Selected excerpt >>
▼
The Government’s planned phase out of MPIG has been plunged into fresh doubt after Prime Minister David Cameron said he will investigate the effect of the policy on rural areas.
In Parliament yesterday, Conservative MP for Ribble Valley Nigel Evans called for Mr Cameron to investigate the impact of the policy on local patients, highlighting that a GP practice in his constituency is facing closure when the income guarantee payments are withdrawn.
Mr Evans said: ‘With the disappearance of the minimum practice income guarantee, many doctors’ surgeries serving remote rural areas such as the one in Slaidburn in my constituency face death not by a thousand cuts, but perhaps by one cut.’
‘They serve many elderly residents and a number of children who do not have access to great public transport to go into neighbouring Clitheroe. Will the prime minister investigate this issue and ensure that my constituents will not be isolated and will continue to receive the excellent service that they do now from their doctors’ surgery?’
Responding, Mr Cameron said that he himself represents a rural area where there are small GP practices. He added: ‘I will look carefully at the case the hon. Gentleman makes. I, too, represent a large rural constituency where there are still small practices. It is the case, however, that many more doctors’ surgeries are offering many more services with practice nurses and other assistance given to patients.’
‘We want to see that growing, not least to make sure that people can go to GP surgeries rather than accident and emergency units if it is a GP that they need, but I will look at the specific point that he makes.’
Practices in England still do receive MPIG payments but the Government is formally launching a seven-year phase out of the payments from April 2014, after rubber-stamping the decision in the GP contract imposition for 2013/14.
In March, the Government confirmed there were around 100 practices in England that were ‘heavily reliant’ on MPIG, ruling out any special measures to protect them. However, in August these practices were thrown a lifeline when NHS England opened up to the possibility of negotiating special contract terms for ‘outlier’ practices.
After Prime Minister’s Questions, Mr Evans said: ‘I am pleased that the prime minister said that he would look carefully at this important issue and I will be following that up with his office. I will also be meeting with Ros Roughton, head of GP commissioning at NHS England, later this month along with representatives from the practice.’
‘I am hopeful that we will find a solution that means that the surgery will stay open serving the community and residents and I will continue to campaign with all relevant people in order to achieve that outcome.’
▲
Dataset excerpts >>
▼
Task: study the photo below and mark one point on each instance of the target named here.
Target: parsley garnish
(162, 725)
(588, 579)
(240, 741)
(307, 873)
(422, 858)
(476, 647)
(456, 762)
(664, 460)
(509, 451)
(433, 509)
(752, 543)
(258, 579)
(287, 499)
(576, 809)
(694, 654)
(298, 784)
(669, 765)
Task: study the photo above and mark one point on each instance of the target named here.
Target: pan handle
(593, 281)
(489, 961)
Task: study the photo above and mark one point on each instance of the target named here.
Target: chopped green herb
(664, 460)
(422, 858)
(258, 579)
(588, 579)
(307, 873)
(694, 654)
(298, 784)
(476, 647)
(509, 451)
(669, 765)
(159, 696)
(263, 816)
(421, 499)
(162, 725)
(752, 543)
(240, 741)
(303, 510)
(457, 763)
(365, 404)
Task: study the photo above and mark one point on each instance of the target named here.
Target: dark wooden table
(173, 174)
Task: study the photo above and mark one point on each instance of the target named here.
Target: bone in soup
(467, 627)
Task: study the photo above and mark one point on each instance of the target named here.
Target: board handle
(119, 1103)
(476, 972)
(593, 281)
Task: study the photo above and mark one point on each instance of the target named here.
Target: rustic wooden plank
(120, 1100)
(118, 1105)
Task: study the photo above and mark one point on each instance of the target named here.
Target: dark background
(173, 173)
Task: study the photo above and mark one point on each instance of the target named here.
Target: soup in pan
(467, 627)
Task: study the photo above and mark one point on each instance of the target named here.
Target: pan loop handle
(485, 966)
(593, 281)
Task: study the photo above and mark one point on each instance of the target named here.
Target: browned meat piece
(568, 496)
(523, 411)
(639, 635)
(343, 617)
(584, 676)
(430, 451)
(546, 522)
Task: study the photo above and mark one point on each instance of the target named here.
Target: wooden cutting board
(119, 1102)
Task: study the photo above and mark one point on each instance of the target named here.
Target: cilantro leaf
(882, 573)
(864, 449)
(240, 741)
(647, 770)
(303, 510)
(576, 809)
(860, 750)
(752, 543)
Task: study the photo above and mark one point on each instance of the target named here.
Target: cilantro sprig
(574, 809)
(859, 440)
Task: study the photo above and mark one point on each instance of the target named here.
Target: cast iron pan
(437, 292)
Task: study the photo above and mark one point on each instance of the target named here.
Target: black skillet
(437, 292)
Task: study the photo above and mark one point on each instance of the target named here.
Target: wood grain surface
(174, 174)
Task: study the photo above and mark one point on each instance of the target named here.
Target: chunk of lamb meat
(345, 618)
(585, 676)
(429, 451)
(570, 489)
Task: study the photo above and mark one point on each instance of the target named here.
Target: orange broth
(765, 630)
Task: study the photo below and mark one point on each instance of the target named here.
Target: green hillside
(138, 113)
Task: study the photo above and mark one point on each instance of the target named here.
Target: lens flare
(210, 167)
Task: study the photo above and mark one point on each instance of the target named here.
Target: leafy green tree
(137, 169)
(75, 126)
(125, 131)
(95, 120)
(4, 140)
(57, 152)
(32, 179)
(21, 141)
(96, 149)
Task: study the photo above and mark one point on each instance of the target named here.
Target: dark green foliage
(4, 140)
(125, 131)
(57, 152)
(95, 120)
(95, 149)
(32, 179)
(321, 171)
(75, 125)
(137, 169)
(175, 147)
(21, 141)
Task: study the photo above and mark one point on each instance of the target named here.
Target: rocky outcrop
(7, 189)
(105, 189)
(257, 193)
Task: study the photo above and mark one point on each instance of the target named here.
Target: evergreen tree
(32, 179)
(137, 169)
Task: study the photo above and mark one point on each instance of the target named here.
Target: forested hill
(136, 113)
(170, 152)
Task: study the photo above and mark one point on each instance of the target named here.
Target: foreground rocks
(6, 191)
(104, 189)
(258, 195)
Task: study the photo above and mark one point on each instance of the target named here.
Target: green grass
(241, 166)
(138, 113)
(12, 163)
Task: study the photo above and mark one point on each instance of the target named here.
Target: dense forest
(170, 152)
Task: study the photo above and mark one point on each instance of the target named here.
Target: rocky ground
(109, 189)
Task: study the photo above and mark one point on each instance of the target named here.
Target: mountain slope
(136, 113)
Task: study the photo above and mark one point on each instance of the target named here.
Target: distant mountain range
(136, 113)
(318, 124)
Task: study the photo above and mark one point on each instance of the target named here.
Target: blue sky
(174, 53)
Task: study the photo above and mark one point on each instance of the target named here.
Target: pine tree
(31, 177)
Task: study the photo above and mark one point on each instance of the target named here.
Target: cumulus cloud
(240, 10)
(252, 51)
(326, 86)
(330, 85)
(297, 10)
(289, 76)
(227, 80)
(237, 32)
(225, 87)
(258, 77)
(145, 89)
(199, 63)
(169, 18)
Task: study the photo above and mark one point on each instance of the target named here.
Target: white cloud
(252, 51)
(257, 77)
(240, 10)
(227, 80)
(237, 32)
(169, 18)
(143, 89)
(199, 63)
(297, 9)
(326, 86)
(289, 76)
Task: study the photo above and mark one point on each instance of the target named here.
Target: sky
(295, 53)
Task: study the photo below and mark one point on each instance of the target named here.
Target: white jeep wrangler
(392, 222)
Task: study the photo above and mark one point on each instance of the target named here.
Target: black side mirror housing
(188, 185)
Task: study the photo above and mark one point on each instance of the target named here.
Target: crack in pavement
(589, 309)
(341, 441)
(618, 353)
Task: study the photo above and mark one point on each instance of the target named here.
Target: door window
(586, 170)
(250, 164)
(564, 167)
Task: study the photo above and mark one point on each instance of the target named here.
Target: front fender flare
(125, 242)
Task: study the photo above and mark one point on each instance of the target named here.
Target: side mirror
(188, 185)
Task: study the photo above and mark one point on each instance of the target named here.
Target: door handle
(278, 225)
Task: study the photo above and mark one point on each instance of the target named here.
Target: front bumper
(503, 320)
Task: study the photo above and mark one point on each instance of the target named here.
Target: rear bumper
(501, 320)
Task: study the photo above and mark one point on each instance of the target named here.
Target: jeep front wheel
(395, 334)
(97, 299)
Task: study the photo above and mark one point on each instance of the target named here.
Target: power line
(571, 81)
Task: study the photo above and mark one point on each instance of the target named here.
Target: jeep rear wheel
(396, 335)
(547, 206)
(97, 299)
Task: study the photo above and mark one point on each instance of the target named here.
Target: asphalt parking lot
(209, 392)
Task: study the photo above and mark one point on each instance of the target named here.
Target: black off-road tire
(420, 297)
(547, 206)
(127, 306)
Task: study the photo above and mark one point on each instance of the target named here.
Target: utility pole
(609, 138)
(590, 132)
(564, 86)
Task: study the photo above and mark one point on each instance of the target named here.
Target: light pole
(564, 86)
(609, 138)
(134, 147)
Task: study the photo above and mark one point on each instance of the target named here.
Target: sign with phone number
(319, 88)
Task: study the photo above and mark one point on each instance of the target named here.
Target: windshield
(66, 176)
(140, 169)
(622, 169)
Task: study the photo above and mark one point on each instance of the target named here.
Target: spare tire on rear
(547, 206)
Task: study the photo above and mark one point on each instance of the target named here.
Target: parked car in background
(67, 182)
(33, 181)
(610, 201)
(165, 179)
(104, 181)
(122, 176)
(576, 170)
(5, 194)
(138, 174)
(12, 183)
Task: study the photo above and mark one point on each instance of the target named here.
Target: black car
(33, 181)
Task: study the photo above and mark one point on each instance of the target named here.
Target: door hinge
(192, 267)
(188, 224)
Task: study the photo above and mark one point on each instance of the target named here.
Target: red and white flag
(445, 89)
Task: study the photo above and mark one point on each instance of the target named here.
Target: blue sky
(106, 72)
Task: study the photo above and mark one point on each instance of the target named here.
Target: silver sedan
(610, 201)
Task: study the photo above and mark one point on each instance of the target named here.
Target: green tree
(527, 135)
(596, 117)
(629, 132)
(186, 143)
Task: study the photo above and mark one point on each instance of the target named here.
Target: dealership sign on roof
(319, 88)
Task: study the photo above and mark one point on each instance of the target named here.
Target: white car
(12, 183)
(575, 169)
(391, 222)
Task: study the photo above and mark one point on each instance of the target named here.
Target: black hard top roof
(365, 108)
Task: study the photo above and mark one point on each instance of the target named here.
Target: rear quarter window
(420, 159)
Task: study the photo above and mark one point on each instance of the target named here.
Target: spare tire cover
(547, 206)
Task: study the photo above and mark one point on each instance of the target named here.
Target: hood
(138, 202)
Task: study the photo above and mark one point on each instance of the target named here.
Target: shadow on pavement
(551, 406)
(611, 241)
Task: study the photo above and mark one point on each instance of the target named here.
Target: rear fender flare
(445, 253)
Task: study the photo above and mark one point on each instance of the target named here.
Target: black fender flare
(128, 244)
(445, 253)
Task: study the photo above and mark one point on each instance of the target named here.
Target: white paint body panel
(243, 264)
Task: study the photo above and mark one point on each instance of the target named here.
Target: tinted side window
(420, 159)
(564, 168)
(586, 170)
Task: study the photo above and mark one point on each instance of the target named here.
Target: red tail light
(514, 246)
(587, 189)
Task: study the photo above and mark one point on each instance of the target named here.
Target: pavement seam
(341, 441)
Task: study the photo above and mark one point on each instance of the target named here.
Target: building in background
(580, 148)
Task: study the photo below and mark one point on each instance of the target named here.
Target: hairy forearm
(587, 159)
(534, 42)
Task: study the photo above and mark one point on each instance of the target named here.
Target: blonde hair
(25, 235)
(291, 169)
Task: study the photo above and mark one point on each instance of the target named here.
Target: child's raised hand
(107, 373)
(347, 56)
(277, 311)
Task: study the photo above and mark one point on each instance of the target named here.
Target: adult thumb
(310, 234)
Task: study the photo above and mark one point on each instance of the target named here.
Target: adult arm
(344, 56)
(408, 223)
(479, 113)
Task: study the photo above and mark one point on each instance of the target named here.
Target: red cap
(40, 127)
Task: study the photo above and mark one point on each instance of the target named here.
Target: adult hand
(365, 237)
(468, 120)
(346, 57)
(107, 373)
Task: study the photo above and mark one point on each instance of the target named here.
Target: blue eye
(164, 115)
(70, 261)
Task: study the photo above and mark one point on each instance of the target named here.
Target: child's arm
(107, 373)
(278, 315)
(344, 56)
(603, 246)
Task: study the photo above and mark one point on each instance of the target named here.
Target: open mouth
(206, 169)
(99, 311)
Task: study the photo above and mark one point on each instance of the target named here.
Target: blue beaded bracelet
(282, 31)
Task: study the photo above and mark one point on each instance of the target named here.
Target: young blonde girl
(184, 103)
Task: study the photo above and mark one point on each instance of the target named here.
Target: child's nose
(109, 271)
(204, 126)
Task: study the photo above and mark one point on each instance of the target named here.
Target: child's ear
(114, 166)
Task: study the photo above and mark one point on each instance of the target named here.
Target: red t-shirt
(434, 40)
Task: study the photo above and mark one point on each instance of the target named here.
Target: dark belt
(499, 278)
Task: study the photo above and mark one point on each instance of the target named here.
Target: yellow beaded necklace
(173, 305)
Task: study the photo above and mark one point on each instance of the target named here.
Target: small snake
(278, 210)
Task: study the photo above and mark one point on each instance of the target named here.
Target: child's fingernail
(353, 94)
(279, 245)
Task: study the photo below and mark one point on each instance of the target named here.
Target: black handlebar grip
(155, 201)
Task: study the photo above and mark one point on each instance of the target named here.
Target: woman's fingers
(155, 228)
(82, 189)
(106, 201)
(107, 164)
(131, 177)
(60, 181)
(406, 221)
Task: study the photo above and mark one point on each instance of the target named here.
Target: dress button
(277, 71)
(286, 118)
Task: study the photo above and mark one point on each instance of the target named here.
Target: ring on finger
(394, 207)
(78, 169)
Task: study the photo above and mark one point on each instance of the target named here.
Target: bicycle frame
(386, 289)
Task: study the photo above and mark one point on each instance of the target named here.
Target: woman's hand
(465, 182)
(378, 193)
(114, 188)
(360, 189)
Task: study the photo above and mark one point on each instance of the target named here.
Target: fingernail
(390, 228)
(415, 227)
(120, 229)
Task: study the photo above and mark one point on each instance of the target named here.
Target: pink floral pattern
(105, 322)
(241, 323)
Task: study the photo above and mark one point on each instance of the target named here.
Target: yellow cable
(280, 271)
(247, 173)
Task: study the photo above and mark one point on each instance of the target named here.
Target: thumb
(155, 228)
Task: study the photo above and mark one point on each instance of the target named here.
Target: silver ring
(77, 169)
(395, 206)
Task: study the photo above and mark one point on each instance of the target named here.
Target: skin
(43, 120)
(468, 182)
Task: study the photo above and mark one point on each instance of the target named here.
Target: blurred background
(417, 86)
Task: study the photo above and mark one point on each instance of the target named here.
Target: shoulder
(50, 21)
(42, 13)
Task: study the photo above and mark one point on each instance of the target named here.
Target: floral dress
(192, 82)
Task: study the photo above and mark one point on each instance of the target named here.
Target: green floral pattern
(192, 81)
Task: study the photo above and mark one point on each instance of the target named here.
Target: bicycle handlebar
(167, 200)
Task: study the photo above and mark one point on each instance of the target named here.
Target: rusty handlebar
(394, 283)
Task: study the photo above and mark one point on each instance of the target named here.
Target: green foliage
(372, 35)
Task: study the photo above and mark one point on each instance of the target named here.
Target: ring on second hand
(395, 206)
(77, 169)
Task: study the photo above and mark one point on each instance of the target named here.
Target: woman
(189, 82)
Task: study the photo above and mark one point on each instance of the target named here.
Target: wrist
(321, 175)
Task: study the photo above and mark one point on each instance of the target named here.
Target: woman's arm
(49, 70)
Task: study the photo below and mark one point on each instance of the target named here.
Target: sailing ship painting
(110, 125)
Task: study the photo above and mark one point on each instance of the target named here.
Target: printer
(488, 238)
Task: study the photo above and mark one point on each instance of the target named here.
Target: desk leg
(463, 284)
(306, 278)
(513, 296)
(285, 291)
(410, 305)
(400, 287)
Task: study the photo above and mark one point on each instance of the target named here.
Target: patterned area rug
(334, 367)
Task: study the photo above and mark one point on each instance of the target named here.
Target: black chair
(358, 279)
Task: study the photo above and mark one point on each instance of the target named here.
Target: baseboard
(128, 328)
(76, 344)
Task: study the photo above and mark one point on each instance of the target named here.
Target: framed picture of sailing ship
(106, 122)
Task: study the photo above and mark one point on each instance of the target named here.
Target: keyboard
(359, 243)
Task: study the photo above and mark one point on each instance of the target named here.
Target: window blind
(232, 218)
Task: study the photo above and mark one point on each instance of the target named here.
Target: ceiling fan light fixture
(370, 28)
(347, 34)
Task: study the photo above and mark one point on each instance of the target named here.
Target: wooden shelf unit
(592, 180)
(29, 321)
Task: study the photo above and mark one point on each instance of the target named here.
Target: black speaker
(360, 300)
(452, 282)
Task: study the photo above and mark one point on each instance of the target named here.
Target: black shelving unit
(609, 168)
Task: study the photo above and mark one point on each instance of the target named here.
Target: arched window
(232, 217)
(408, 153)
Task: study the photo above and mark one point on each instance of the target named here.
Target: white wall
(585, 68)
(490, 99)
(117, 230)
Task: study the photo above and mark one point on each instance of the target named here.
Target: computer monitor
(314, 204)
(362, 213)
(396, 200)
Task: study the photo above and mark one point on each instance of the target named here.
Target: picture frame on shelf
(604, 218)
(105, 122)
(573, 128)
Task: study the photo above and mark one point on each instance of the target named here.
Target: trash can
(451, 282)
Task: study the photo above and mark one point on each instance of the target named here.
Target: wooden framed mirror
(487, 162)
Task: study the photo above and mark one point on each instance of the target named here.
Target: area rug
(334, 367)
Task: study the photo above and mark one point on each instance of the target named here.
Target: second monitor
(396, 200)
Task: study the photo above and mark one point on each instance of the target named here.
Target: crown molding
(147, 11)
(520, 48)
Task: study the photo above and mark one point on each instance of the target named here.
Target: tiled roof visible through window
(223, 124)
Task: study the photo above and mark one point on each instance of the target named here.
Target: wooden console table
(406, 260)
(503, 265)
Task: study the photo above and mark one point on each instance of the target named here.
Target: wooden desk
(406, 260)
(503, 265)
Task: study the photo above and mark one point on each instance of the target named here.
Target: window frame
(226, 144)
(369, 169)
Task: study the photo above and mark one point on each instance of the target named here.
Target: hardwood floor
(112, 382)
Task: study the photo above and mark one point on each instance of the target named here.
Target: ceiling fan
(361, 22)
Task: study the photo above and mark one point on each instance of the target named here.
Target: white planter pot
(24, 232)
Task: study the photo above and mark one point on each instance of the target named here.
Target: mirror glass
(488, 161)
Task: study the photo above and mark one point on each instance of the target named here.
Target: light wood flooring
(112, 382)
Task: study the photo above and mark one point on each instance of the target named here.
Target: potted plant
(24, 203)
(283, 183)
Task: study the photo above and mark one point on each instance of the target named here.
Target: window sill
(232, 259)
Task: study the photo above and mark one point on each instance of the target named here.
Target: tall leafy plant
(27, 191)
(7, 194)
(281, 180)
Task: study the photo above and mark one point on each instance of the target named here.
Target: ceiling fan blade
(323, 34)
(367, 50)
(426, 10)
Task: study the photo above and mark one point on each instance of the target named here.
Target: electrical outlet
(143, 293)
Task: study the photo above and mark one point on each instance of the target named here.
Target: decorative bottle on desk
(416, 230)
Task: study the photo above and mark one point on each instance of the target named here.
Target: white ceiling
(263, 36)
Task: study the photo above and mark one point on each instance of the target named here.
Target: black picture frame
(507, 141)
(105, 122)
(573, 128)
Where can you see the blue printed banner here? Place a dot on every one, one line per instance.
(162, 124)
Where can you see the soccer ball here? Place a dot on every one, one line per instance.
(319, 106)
▲
Requirement 1 >>
Quote the MPIG article starting with "The Government’s planned" and going on through "payments are withdrawn.".
Requirement 2 >>
According to the MPIG article, when will the Government formally launch the seven-year phase out of the payments?
Requirement 3 >>
Decide whether each statement agrees with the MPIG article, answering yes or no and quoting the deciding words: (a) The surgery Mr Evans cites is in Slaidburn. (b) In March the Government set out special measures to protect the practices heavily reliant on MPIG. (c) Mr Cameron says he represents a small urban constituency.
The data come from a separate source.

Your response 1 >>
The Government’s planned phase out of MPIG has been plunged into fresh doubt after Prime Minister David Cameron said he will investigate the effect of the policy on rural areas.
In Parliament yesterday, Conservative MP for Ribble Valley Nigel Evans called for Mr Cameron to investigate the impact of the policy on local patients, highlighting that a GP practice in his constituency is facing closure when the income guarantee payments are withdrawn.

Your response 2 >>
From April 2014.

Your response 3 >>
(a) Yes: "such as the one in Slaidburn in my constituency"
(b) No: "ruling out any special measures to protect them"
(c) No: "I, too, represent a large rural constituency"